--- Excerpt to read ---
☆ ☆ ☆
Development and Psychometric Evaluation of the Thai Clinical Nurses’ Change Agent Competency Scale
DOI:
https://doi.org/10.60099/prijnr.2026.276894Keywords:
Change agent\, Clinical nurses, Competency, Instrument development, Psychometric testingAbstract
Change agent competency is necessary for clinical nurses to manage and lead change by improving the quality of care in nursing practices. It is crucial to assess the change agent competency of clinical nurses. However, change agent competency is specific to the country context, and there is no tool to assess this competency in Thai clinical nurses. Thus, this study aimed to develop and evaluate the psychometric properties of the Thai Clinical Nurses’ Change Agent Competency Scale following DeVellis and Thorpe’s seven-step guideline across two phases. Phase I involved synthesizing change theory, findings from a prior qualitative study on nurses’ perceptions of change agent competency, and results from a comprehensive literature review. This process resulted in a preliminary framework comprising seven domains and 90 items. In Phase II, five experts conducted content review and pretesting of the initial instrument, resulting in an 81-item scale that demonstrated acceptable content validity and internal consistency. For the field test, psychometric evaluation, and assessment of social desirability bias, a sample of 234 clinical nurses from eight university hospitals across four regions of Thailand was used to establish construct validity and reliability.
Exploratory factor analysis revealed seven factors with 50 items: collaboration, communication, assessment and opportunity recognition, information management, improving quality of work, planning and evaluation, and goal-directed persistence and explaining 65.84% of the total variance. No social desirability bias was detected. Contrasted-group analysis also supported construct validity. The overall internal consistency (Cronbach’s alpha) of test-retest reliability was acceptable. In conclusion, the Thai Clinical Nurses’ Change Agent Competency Scale demonstrated acceptable validity and reliability. This instrument can be used to assess the change agent competency of clinical nurses in Thailand and may also apply to nurses working in similar contexts.
☆ ☆ ☆
--- Data for analysis ---
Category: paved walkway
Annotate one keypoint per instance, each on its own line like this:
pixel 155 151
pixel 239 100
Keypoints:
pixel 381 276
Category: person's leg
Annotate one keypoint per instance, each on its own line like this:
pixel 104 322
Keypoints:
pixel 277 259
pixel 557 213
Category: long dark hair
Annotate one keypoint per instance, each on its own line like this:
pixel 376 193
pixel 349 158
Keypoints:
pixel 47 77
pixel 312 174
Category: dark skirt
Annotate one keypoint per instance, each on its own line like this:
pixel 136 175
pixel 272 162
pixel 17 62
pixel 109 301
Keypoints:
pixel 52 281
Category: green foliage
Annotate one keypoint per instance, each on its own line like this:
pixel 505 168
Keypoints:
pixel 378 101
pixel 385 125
☆ ☆ ☆
--- Problem to work on ---
Return, word for word, the part of the nurse competency abstract above that begins at the words "Exploratory factor analysis" and stops after "in similar contexts.".

--- Task solution ---
Exploratory factor analysis revealed seven factors with 50 items: collaboration, communication, assessment and opportunity recognition, information management, improving quality of work, planning and evaluation, and goal-directed persistence and explaining 65.84% of the total variance. No social desirability bias was detected. Contrasted-group analysis also supported construct validity. The overall internal consistency (Cronbach’s alpha) of test-retest reliability was acceptable. In conclusion, the Thai Clinical Nurses’ Change Agent Competency Scale demonstrated acceptable validity and reliability. This instrument can be used to assess the change agent competency of clinical nurses in Thailand and may also apply to nurses working in similar contexts.